## YOUR GOAL
Copy each entry exactly, leaving nothing out.

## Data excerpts
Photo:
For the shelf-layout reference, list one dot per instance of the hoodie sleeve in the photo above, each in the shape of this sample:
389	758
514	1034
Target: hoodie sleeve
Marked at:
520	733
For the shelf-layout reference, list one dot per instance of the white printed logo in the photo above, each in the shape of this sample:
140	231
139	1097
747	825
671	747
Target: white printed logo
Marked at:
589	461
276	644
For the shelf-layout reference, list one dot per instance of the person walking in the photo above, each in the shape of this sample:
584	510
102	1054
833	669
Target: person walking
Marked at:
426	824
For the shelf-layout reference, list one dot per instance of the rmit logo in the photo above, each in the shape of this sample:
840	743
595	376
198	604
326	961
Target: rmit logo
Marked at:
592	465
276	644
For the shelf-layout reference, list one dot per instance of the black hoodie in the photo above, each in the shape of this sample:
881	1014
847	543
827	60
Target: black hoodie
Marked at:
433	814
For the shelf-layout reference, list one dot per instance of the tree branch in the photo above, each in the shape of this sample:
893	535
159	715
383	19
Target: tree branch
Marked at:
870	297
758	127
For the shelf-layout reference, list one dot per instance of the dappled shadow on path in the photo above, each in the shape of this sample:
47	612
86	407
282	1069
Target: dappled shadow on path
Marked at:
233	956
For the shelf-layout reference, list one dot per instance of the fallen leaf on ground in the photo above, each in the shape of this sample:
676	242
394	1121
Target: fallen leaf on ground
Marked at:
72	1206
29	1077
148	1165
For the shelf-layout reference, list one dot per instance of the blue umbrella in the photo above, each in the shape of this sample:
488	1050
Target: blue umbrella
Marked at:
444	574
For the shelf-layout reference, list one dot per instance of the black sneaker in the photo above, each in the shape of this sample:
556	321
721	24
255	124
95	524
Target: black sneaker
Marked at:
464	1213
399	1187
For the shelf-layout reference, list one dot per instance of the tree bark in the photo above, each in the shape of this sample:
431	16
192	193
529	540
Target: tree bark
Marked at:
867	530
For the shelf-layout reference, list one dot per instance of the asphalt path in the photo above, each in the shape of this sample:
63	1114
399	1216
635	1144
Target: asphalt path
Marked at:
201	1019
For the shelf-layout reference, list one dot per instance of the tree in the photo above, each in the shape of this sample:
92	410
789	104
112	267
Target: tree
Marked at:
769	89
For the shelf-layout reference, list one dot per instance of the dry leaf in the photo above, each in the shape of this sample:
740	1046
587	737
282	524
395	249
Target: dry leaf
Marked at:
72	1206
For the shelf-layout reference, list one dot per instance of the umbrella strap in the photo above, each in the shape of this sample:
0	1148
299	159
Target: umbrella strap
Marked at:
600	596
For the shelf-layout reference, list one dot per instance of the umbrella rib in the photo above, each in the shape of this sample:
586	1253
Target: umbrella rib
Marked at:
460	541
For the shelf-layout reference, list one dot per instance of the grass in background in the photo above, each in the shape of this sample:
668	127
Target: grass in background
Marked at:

## SOLUTION TO THE PROBLEM
Photo:
For the shelf-layout reference, list one dot per instance of the hoodie sleeve in the photo above, each in the shape of this sample:
389	758
514	1034
Target: hoodie sleeve
Marked at:
520	733
For the shelf-layout reference, list one dot per instance of the white printed logo in the photo above, each in the shape of this sample:
140	231
139	1097
747	825
671	747
Target: white printed logo
Marked at:
589	461
276	644
For the shelf-layout reference, list one dot per instance of the person walking in the photo above, each in the shape of this sample:
584	510
102	1054
833	669
Target: person walking
Marked at:
426	824
For the shelf-layout reference, list one dot per instance of the rmit logo in the photo above, each in the shape of this sample:
840	743
595	376
198	604
326	961
Target: rmit logo
Marked at:
592	465
276	644
For the shelf-layout reference, list one dot per instance of the black hoodie in the photo above, each in the shape of this sample:
881	1014
847	543
827	60
Target: black hoodie
Marked at:
433	814
For the shelf-layout reference, list one dot per instance of the tree branch in the photo above, each in the shape of this sample:
893	535
159	715
383	19
Target: tree branch
Marked at:
870	297
758	127
For the shelf-layout reference, list one dot per instance of the dappled shadow on path in the photo above, each in the shape of this sample:
47	612
86	407
282	1069
Target: dappled shadow on path
Marked at:
233	956
For the shelf-layout reference, list one dot per instance of the fallen leaf on ground in the photo above, each in the shape of this sample:
676	242
394	1121
Target: fallen leaf on ground
Marked at:
72	1206
29	1077
148	1165
For the shelf-layout reference, list one dot per instance of the blue umbrella in the photo above, each in the shape of this sample:
488	1050
Target: blue umbrella
Marked at:
444	574
For the shelf-layout reference, list one dot per instance of the black sneaker in the photo above, each in the shape of this sample:
556	321
721	24
255	124
95	524
Target: black sneaker
Marked at:
464	1213
399	1187
For the shelf-layout reference, list one dot per instance of the tree bark in the photo above, each in the shape of this sample:
431	16
192	193
529	540
Target: tree bark
Marked at:
867	530
For the shelf-layout reference, list one dot per instance of the asphalt path in the photo above, each in the shape of this sample:
63	1114
399	1216
635	1144
Target: asphalt path
Marked at:
201	1019
For the shelf-layout reference, list one dot per instance of the tree in the photo above, each in the shape of this sample:
92	410
789	104
112	267
Target: tree
Marked at:
769	89
For the shelf-layout reference, list one dot per instance of the dry leaf in the photo above, each in the shape of this sample:
740	1046
587	737
282	524
395	249
Target: dry leaf
Marked at:
72	1206
For the shelf-layout reference, list one dot per instance of the umbrella strap in the photo above, each in the shape of this sample:
0	1148
299	159
Target: umbrella strap
Marked at:
600	596
For the shelf-layout reference, list one dot per instance of the umbrella rib in the photo above, each in the shape of this sample:
586	1253
Target: umbrella rib
Marked at:
460	541
For the shelf-layout reference, list one dot per instance of the grass in background in the photo above, each in the shape of this sample:
668	127
Target: grass in background
Marked at:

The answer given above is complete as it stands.